(Passage shown Opens)

BOC’s 2025 Annual Report highlights a strong financial performance, with PBT reaching Rs. 120.8 billion, reinforcing its position as one of the most profitable single entities in the country. Beyond profitability, the Bank made a substantial contribution to the national economy, remitting approximately Rs. 77 billion in taxes underscoring its vital role in supporting fiscal stability and national development.
Business
Govt. assures policy consistency in energy sector
Despite a reshuffle at the helm of energy sector, the government has moved swiftly to reassure markets, investors, and industry stakeholders that policy continuity—not disruption—will define the road ahead.
Newly appointed Power and Energy Minister Anura Karunathilake, assuming duties at a moment of heightened scrutiny, made it clear that the administration’s core commitment remains unchanged: uninterrupted supply of electricity and fuel, regardless of political transitions.
His remarks come at a critical juncture for the country’s energy economy—still recovering from past volatility, navigating global price pressures, and attempting to build investor confidence in long-term infrastructure and generation projects.
Addressing journalists following his appointment, Karunathilake struck a notably measured tone, signaling stability rather than reformist disruption.
“The national energy policy is anchored in long-term objectives. There is no shift in direction,” he said, in what analysts interpret as a deliberate message to both domestic and foreign investors wary of policy reversals.
Energy economists note that Sri Lanka’s power and fuel sectors remain deeply sensitive to political signals. Even minor uncertainty can ripple through procurement cycles, independent power producer (IPP) negotiations, and fuel hedging strategies.
By emphasizing continuity, the government appears intent on avoiding the stop-start policy cycles that have historically plagued the sector.

(Passage shown Closes)
(Data excerpts Opens)

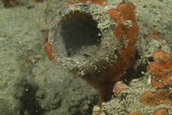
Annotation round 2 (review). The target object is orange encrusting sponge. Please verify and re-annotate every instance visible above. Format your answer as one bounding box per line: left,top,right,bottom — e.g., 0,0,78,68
100,2,139,82
65,0,107,7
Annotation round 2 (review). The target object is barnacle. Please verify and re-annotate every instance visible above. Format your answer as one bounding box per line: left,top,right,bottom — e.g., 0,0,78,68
44,0,139,107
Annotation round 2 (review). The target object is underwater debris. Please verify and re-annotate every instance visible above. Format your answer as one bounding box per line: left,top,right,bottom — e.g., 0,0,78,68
44,0,139,107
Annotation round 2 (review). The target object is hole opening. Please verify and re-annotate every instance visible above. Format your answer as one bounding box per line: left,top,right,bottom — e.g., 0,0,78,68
60,11,102,57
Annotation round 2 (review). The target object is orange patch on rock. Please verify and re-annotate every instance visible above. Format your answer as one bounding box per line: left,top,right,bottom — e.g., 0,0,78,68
65,0,107,7
100,2,139,82
127,111,143,115
152,108,168,115
139,88,172,106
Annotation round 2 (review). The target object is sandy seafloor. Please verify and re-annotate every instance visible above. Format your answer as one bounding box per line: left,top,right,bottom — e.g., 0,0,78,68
0,0,172,115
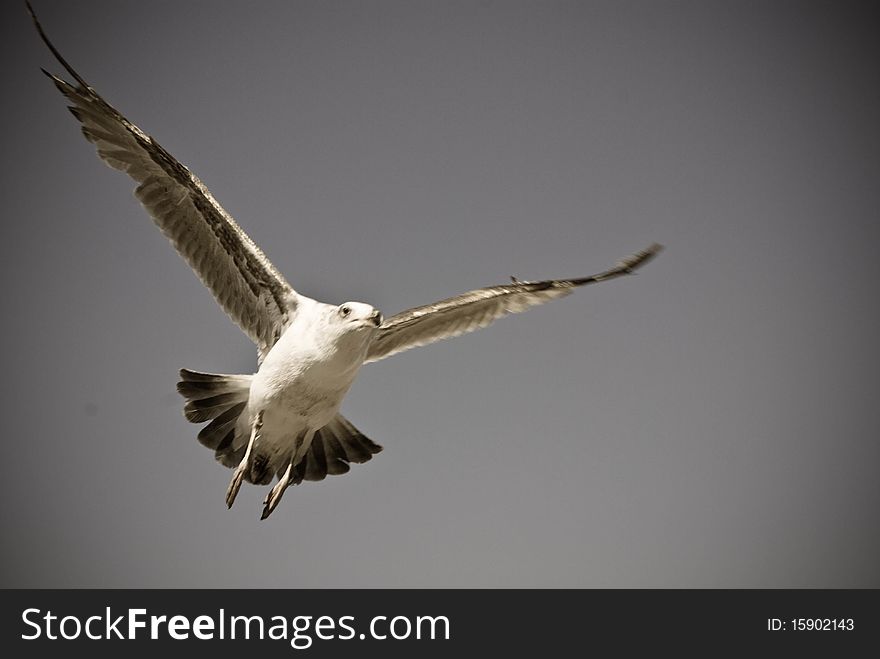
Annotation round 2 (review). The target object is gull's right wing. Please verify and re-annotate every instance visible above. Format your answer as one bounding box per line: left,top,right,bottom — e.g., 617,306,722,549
27,3,297,356
366,243,663,362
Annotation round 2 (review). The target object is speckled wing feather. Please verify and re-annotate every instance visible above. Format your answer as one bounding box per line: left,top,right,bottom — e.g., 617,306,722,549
366,243,662,362
28,4,297,356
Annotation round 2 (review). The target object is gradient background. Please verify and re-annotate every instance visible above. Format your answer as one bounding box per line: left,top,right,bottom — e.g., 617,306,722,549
0,0,880,587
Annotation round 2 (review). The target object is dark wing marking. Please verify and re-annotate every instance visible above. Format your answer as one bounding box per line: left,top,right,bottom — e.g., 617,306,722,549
28,3,297,356
366,243,662,362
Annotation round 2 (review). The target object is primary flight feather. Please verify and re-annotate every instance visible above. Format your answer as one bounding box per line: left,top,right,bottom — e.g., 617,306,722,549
27,3,661,518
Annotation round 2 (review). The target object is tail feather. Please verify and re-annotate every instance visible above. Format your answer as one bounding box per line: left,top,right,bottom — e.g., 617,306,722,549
195,402,247,451
293,414,382,483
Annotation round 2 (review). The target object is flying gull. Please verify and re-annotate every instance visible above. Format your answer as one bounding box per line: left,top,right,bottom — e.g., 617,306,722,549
28,3,661,519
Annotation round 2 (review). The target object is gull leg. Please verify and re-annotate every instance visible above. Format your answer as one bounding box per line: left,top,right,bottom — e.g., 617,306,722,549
226,410,263,508
260,453,296,519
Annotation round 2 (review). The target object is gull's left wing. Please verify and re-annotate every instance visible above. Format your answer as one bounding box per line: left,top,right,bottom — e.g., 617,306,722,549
27,2,298,359
366,243,663,362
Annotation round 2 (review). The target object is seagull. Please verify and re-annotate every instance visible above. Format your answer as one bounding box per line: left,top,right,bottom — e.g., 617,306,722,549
27,2,662,519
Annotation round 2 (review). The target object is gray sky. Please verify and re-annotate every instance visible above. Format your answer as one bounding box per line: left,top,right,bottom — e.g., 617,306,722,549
0,0,880,587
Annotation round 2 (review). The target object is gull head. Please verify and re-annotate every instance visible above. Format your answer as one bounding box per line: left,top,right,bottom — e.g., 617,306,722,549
334,302,382,331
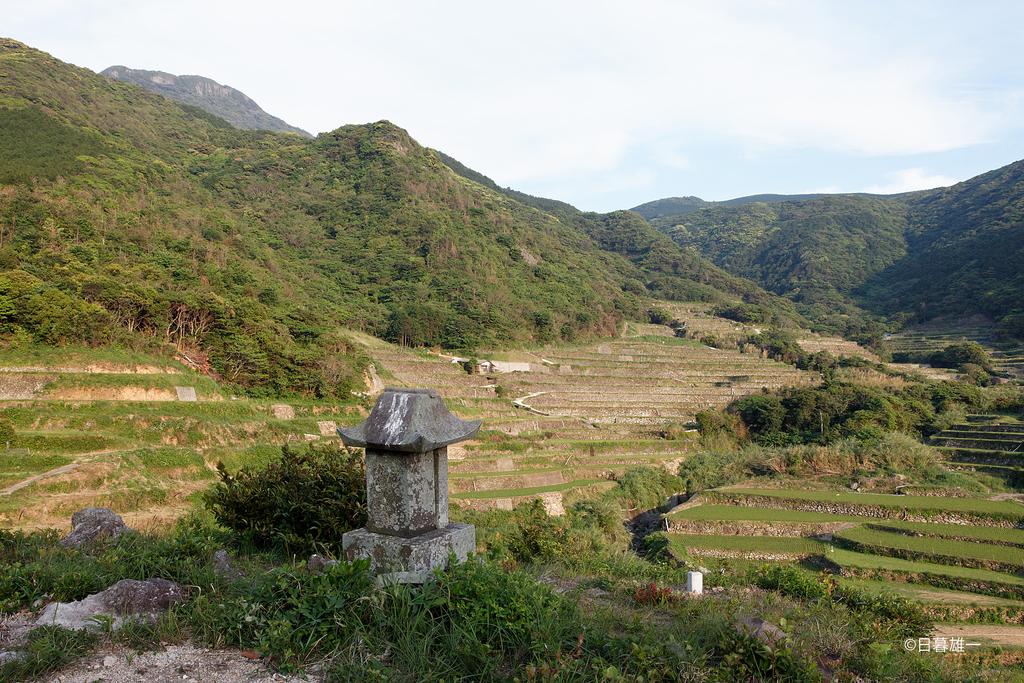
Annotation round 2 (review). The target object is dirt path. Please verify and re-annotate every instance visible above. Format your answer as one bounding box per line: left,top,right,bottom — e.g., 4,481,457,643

(Data excerpts Closes)

Decide whether each statement agrees with the news excerpt, answering yes or no and quoting the deciding words of the excerpt verbatim: (a) Karunathilake said the national energy policy is shifting direction; (b) BOC remitted approximately Rs. 77 billion in taxes; (c) Karunathilake addressed journalists before his appointment.

#### [Completed task]
(a) No: "There is no shift in direction."
(b) Yes: "remitting approximately Rs. 77 billion in taxes."
(c) No: "Addressing journalists following his appointment."